» ЗАДАНИЕ 1
Ответьте по отрывку:
(а) Сколько человек было в молодежной группе, создавшей агиттеатр «Синяя блуза»?
(б) В каком месяце и году рассказчика призвали в армию?
(в) Где расквартирован седьмой Сигулдский полк?

» ИСХОДНЫЙ ДОКУМЕНТ
========================================================================
- 30 -

«СИНЯЯ БЛУЗА»

 

Шел к концу 1926 год. Работы что-то было мало. В поисках заработка всё чаще заглядываю на Ригу-товарную к складам «Совторгфлота» или в торговый порт. Два, от силы три дня в неделю грузим пароходы или разгружаем вагоны. Но приходить надо каждый день — заранее никто не может сказать, где какая будет работа.

С «Совторгфлотом» левый профсоюз транспортных рабочих имеет коллективный договор. Профсоюзные уполномоченные, получив от представителя «Совторгфлота» наряды, комплектуют команды по пять-десять человек. Счастливчики работают, остальные ждут еще до обеда и только тогда расходятся до следующего утра.

В ожидании работы идут разговоры и споры, заводятся новые знакомства. Так осенью 1926 года я познакомился с коммунистом Рудисом Вилксом, потом Лацисом. Это знакомство перерастает после в крепкую дружбу на всю жизнь.

Членом партии я тогда еще не был, но выполнял разные партийные поручения. Кроме того, я начал действовать на новом поприще, и мои новые дела уже никак несовместимы с теми заданиями, какие имеются у Ирмы. Петя куда-то уехал.

У меня появилась мысль создать рабочий театр без всяких декораций, грима и костюмов. Такой театр должен выступать с номерами на злобу дня в любом месте, в любых условиях, без подготовки и заранее объявленной программы. Такой театр нам был нужен потому, что мы не имели ни своих помещений, ни денег.

Так мы, молодежная группа — человек пятнадцать-двадцать — создаем агиттеатр «Синяя блуза». Все мы всегда в синих рабочих блузах. В них и выступаем с коллективной декламацией и диалогами, выполняя при этом гимнастические или спортивные номера. Репертуар тоже часто готовим сами. Пополнять репертуар нам часто помогают мой новый друг Рудис Вилке и другие. Скоро наша «Синяя блуза» становит-

 

- 31 -

ся очень популярной. Мы выступаем на рабочих собраниях, митингах, праздниках, разъезжая по всей Латвии. Хотя работы мало, свободного времени тоже почти не остается: всё забирает «Синяя блуза».

В феврале 1927 года меня призывают в армию. Одновременно призываются Рудис, Приедниекс, Засс и другие.

Вечером у Приедниекса прощальный вечер. Собралась наша молодежь «Центрушки». Есть и представители старшего поколения. Произносятся речи. Барбаре, транспортный рабочий, бывший красный стрелок, говорит:

— Мальчики, учитесь стрелять и научитесь хорошо стре лять, чтобы время не пропало даром. Стрелять придется, без этого не обойтись, только знать надо будет, в какую сторону стрелять. Так что не забудьте подумать об этом.

В назначенный день являемся на призывной пункт. Очень хотелось как-то устроиться всем вместе, но как это сделать? И где лучше? Знаем, в Риге нас не оставят. В столичный гарнизон обычно присылают пополнение с периферии. В Даугав-пилс или в Лиепаю очень не хочется. Там большие гарнизоны и каждый вечно на виду, никакой свободы. Хорошо бы в седьмой Сигулдский полк. Он расквартирован в моих родных местах: в Алуксне, Вецгулбене и в селении Лиепна.
========================================================================
Данные разметки точек по фотографиям:
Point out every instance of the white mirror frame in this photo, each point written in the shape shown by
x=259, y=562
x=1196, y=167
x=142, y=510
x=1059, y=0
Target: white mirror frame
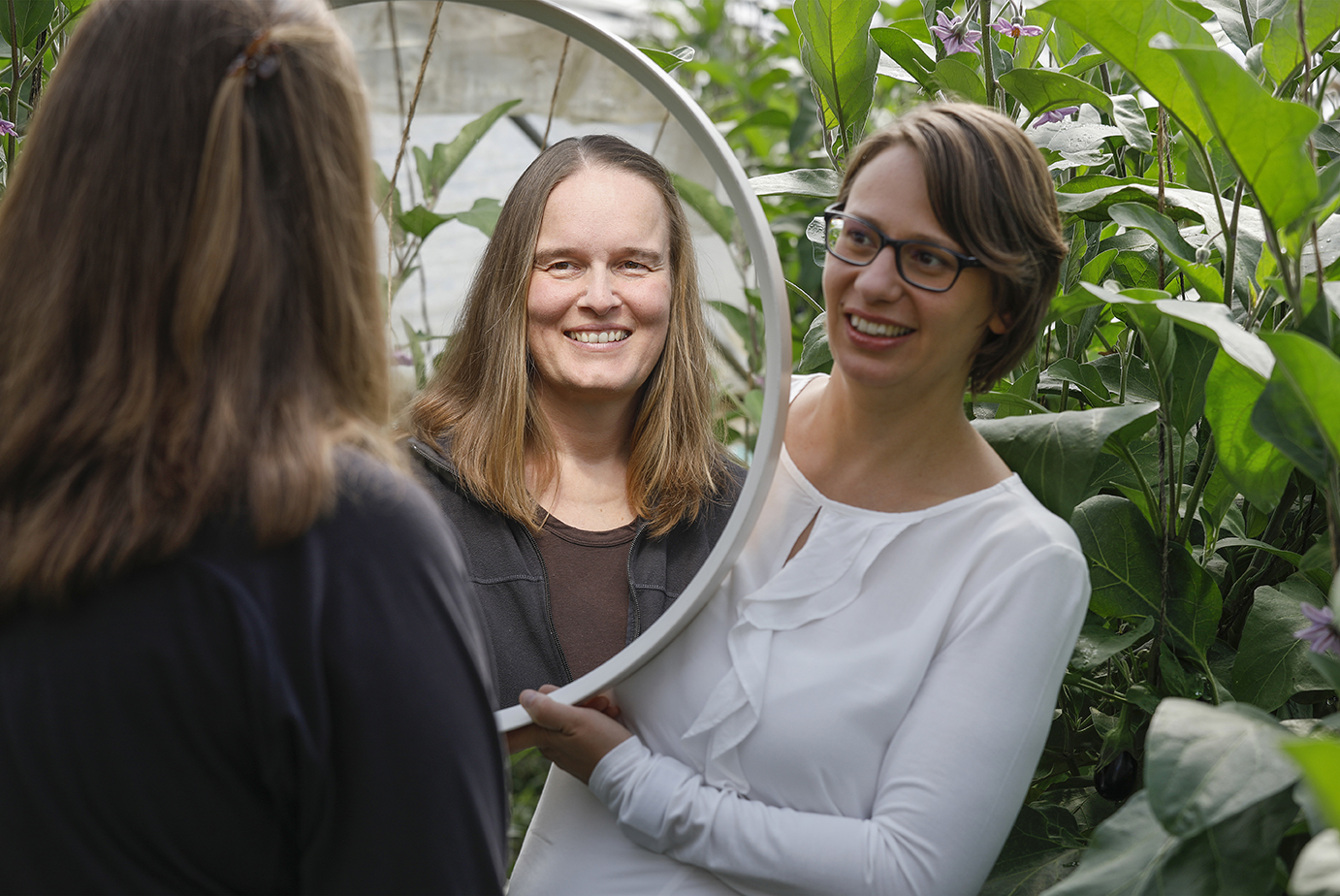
x=763, y=253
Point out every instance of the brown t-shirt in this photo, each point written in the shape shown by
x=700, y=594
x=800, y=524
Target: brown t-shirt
x=589, y=590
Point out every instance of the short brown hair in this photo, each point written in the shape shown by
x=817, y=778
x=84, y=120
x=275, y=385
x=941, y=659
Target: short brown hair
x=189, y=290
x=483, y=393
x=990, y=190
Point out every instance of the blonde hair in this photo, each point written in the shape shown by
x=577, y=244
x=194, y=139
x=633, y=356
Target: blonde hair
x=189, y=290
x=483, y=393
x=990, y=190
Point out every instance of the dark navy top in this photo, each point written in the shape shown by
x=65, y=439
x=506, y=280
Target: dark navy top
x=305, y=718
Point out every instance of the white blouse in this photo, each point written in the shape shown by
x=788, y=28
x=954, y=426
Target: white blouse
x=863, y=718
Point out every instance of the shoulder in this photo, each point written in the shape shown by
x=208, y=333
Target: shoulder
x=800, y=380
x=378, y=502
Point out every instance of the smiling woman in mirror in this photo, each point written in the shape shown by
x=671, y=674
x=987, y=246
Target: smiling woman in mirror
x=860, y=706
x=567, y=431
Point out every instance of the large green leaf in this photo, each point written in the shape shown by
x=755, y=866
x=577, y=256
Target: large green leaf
x=1209, y=319
x=1272, y=160
x=1098, y=645
x=1281, y=418
x=1318, y=870
x=1125, y=857
x=31, y=17
x=954, y=78
x=669, y=60
x=1031, y=859
x=1235, y=856
x=1186, y=379
x=842, y=60
x=421, y=222
x=1055, y=453
x=446, y=157
x=1135, y=214
x=807, y=181
x=814, y=354
x=1126, y=573
x=1272, y=664
x=1281, y=51
x=1253, y=464
x=483, y=216
x=1314, y=372
x=1090, y=197
x=1320, y=761
x=1206, y=763
x=1123, y=30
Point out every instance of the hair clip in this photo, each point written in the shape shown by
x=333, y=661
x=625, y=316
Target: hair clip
x=260, y=59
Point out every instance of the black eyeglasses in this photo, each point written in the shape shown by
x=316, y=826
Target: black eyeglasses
x=922, y=264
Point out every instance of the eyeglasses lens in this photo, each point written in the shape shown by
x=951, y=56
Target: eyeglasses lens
x=921, y=264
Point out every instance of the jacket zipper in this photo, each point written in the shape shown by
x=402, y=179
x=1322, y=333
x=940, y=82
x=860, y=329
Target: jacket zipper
x=548, y=605
x=632, y=591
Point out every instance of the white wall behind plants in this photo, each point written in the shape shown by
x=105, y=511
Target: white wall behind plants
x=483, y=56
========================================================================
» ЗАДАНИЕ 2
Умножьте на 1,55 каждую координату точек в ответах записей от строки с «Point out every instance of the large» до строки с «x=921, y=264» включительно, округлив до целых (половины вверх), и приведите эти строки полностью, вместе с запросами. Числа в запросах и в образцах формата оставьте без изменений, а прочие записи не выводите.

» ПОЛНЫЙ ОТВЕТ 1
(а) Человек пятнадцать-двадцать.
(б) В феврале 1927 года.
(в) В Алуксне, Вецгулбене и в селении Лиепна.

» ПОЛНЫЙ ОТВЕТ 2
Point out every instance of the large green leaf in this photo, each point written in the shape shown by
x=755, y=866
x=577, y=256
Target: large green leaf
x=1874, y=494
x=1972, y=248
x=1702, y=1000
x=1986, y=648
x=2043, y=1349
x=1744, y=1328
x=48, y=26
x=1479, y=121
x=1037, y=93
x=1598, y=1331
x=1914, y=1327
x=1838, y=587
x=1305, y=93
x=653, y=344
x=1635, y=702
x=691, y=243
x=1759, y=332
x=1251, y=281
x=1262, y=549
x=1745, y=888
x=1972, y=1029
x=1986, y=79
x=1942, y=719
x=749, y=335
x=2037, y=577
x=1690, y=305
x=2046, y=1180
x=1869, y=1183
x=1741, y=47
Point out every instance of the hair clip in this photo, each point written in the shape shown by
x=333, y=661
x=625, y=316
Target: hair clip
x=403, y=91
Point out every instance of the black eyeglasses in this photo, each point written in the shape shown by
x=316, y=826
Target: black eyeglasses
x=1429, y=409
Point out every instance of the eyeglasses lens in this photo, each point written in the shape shown by
x=951, y=56
Target: eyeglasses lens
x=1428, y=409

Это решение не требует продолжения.